** PROBLEM DESCRIPTION **
Extract from the records below every line that contains the string "wheel", treating uppercase and lowercase letters as distinct.

** Records **
= = = = = = =

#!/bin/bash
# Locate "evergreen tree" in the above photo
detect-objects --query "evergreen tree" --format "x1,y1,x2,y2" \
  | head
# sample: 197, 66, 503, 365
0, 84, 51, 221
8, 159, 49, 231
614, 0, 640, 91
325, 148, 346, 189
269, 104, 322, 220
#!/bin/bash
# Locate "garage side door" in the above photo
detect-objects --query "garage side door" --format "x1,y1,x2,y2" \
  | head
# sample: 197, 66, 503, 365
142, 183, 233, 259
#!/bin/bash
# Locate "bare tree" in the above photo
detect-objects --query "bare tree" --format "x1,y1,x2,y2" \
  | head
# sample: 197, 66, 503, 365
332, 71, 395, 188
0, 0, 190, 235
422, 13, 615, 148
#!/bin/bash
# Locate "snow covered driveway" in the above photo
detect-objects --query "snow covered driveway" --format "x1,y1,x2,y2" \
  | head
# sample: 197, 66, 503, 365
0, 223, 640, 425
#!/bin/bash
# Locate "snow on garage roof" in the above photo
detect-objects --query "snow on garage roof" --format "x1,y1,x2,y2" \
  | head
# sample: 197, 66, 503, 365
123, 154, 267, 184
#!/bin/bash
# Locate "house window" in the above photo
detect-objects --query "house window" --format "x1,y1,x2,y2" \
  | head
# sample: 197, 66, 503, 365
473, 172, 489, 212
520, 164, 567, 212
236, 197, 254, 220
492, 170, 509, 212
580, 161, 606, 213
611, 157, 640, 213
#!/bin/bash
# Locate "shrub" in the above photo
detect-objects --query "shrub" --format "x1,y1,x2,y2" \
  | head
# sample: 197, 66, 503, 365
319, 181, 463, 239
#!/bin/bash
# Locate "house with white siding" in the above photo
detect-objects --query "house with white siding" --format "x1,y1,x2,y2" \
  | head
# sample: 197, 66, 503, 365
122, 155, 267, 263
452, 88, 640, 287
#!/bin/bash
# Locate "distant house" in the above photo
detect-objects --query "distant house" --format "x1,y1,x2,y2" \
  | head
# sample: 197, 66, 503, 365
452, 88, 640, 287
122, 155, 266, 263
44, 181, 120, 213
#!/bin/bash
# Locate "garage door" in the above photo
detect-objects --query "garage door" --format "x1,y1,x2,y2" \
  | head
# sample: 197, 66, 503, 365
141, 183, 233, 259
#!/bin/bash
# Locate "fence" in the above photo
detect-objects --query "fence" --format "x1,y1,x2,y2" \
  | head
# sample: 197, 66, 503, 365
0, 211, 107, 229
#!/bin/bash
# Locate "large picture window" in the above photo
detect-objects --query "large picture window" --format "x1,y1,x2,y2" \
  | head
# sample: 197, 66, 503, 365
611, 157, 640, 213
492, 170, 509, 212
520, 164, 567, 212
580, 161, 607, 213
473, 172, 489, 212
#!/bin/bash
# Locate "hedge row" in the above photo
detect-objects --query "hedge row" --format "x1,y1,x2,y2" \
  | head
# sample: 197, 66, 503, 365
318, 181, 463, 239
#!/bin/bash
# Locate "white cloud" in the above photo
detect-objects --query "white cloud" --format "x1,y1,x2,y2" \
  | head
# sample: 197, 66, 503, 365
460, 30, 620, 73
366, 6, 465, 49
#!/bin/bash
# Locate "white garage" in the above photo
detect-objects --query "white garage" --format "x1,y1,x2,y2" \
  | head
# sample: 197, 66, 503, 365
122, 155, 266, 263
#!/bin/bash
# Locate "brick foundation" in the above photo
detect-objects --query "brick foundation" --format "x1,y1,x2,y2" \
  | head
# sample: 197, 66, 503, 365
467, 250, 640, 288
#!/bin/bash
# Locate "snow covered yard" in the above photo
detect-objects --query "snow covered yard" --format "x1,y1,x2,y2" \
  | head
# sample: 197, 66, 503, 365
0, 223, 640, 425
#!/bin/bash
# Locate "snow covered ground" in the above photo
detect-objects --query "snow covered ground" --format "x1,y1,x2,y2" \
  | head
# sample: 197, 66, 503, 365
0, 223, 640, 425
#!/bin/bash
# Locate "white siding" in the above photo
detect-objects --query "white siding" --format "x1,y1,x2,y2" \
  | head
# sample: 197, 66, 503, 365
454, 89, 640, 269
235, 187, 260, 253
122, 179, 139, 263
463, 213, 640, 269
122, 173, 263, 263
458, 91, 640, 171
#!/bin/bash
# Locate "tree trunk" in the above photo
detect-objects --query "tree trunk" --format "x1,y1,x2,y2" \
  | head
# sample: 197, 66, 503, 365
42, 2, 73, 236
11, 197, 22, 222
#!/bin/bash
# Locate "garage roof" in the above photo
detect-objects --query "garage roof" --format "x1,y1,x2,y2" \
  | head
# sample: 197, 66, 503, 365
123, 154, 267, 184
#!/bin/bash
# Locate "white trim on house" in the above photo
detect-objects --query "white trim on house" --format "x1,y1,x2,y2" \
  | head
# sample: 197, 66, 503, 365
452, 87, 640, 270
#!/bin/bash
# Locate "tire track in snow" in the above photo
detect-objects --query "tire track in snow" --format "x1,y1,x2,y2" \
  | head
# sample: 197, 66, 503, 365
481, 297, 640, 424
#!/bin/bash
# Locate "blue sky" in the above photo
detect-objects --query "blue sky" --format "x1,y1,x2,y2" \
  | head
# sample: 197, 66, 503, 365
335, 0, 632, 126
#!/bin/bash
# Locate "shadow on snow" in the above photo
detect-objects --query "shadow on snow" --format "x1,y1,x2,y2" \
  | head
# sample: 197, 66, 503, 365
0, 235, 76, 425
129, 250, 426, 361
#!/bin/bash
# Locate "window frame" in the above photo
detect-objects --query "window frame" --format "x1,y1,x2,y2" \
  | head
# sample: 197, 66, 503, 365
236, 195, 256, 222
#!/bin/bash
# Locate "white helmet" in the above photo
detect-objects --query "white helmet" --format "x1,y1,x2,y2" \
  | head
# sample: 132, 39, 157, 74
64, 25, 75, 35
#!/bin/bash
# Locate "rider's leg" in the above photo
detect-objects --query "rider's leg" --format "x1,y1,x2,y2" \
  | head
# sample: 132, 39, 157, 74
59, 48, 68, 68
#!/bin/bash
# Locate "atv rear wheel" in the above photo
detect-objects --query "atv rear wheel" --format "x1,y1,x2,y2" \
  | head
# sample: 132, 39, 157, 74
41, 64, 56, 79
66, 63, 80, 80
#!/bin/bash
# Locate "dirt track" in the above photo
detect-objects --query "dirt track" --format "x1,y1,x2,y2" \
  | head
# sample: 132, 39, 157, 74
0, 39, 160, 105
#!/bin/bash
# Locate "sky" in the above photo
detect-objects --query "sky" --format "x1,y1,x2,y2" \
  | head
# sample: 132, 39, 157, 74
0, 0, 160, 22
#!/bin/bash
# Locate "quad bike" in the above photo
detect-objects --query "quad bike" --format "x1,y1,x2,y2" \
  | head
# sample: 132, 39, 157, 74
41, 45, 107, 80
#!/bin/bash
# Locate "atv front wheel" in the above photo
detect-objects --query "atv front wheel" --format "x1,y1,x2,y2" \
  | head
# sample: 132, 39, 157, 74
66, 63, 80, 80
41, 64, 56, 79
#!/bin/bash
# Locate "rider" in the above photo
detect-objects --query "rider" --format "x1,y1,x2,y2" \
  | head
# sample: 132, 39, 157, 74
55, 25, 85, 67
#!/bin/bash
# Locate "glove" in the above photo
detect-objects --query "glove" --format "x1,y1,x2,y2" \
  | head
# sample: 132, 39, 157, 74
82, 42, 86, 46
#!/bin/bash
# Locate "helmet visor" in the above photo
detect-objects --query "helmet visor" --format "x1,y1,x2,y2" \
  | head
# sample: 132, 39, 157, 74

= = = = = = =

** TASK ANSWER **
# Locate "atv rear wheel" in the above photo
detect-objects --query "atv rear wheel" --format "x1,y1,x2,y2" \
# Locate "atv front wheel" in the above photo
detect-objects --query "atv front wheel" --format "x1,y1,x2,y2" \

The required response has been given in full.